→ Фрагмент страницы:

◇ ◇ ◇

Поведение Гапона в ходе этой истории кажется странно инфантильным: словно ему не 23, а в лучшем случае 15 лет.

Запись в журнале учебного комитета Духовной академии от 14 июля 1898 года вносит в сюжет дополнительные краски. Пичету возмутило, в числе прочего, то, что письмо ему было написано не по форме: пропущено обращение «его высокопреподобию», подписано «уважающий Вас Ваш воспитанник и сын» вместо «Вашего высокопреподобия нижайший послушник». Такое презрение к формально-ритуальной стороне дела было присуще Гапону и в его зрелой жизни. Но сейчас оно усугубило раздражение начальства.

Не сумев договориться с семинарским начальством, Гапон написал письмо епископу Полтавскому Илариону.

Иларион (в миру Иван Ефимович Юшенов) был личностью весьма примечательной. Священником он был смолоду, а монашество принял поздно, почти пятидесяти лет, овдовев и потеряв двоих детей. В течение восьми лет он был настоятелем Киево-Печерской лавры. В 1893 году ему уже было под семьдесят.

Иларион Юшенов считался (и действительно был) человеком, близким к обер-прокурору Святейшего синода Константину Петровичу Победоносцеву. Но трудно представить себе более разных людей.

Обер-прокурор, наставник и советник двух последних императоров, сухощавый, некрасивый, странный, но по-своему величественный человек, похожий на старую птицу (знаменитые блоковские «совиные крыла» порождены зрительной ассоциацией), воплощал строгую и печальную охранительную мудрость. За его утопическим стремлением «подморозить Россию» (в том числе и через ограничение доступа к образованию для представителей низших классов) лежало выстраданное презрение к человеческой суете — но и к самому человеку тоже.

◇ ◇ ◇

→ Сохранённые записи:
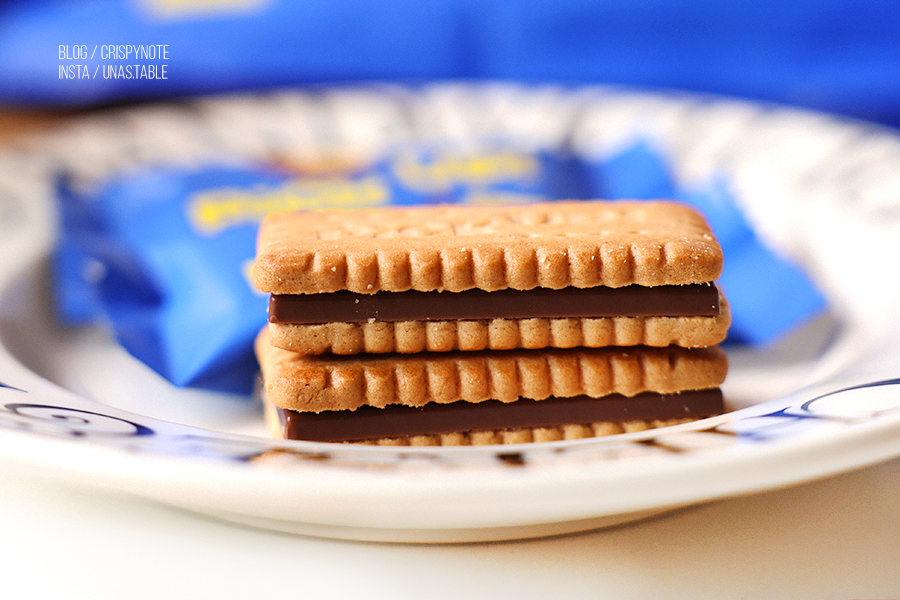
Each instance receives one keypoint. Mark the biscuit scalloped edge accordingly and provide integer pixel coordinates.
(653, 244)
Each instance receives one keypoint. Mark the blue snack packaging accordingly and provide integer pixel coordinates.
(162, 256)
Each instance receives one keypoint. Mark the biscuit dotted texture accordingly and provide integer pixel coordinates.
(501, 334)
(552, 245)
(315, 384)
(573, 431)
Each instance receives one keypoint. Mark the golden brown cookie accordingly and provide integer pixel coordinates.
(458, 398)
(455, 248)
(444, 278)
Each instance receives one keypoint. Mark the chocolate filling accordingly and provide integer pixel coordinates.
(700, 300)
(367, 422)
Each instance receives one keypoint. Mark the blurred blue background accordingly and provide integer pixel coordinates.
(840, 56)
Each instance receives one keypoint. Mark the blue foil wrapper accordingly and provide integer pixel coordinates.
(163, 256)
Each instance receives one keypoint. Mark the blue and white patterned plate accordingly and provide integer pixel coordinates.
(827, 399)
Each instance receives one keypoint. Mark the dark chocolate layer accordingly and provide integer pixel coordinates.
(394, 421)
(701, 300)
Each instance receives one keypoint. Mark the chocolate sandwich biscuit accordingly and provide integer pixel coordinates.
(445, 278)
(461, 398)
(455, 325)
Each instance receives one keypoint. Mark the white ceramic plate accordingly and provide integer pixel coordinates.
(825, 400)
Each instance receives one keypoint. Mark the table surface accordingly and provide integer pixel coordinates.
(834, 538)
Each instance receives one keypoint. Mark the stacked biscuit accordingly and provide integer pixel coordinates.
(458, 325)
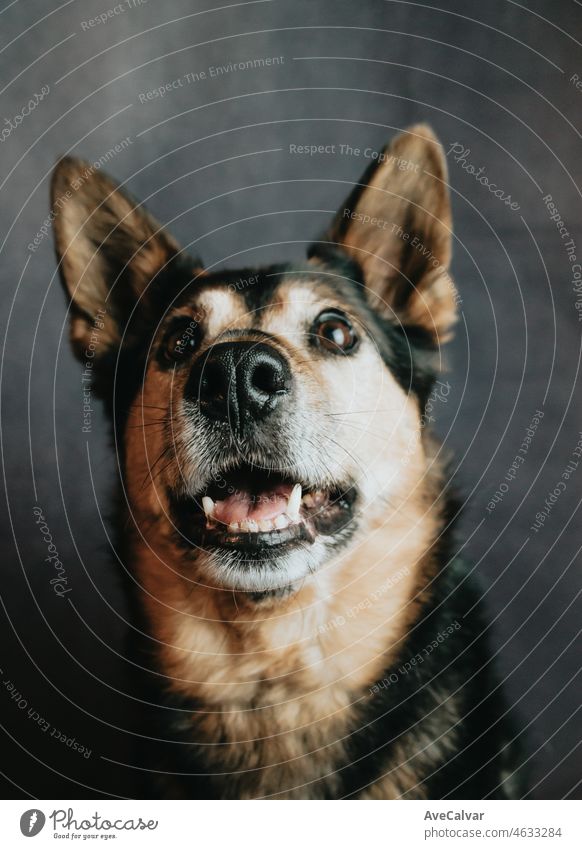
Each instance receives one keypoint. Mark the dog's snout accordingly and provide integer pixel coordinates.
(239, 382)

◇ ◇ ◇

→ Задание: Во фрагменте о Гапоне и епископе Иларионе обер-прокурор описан рядом прилагательных между словами «императоров» и «человек». Перечислите их все. Записи здесь никак не используются.

→ Ответ: сухощавый, некрасивый, странный, по-своему величественный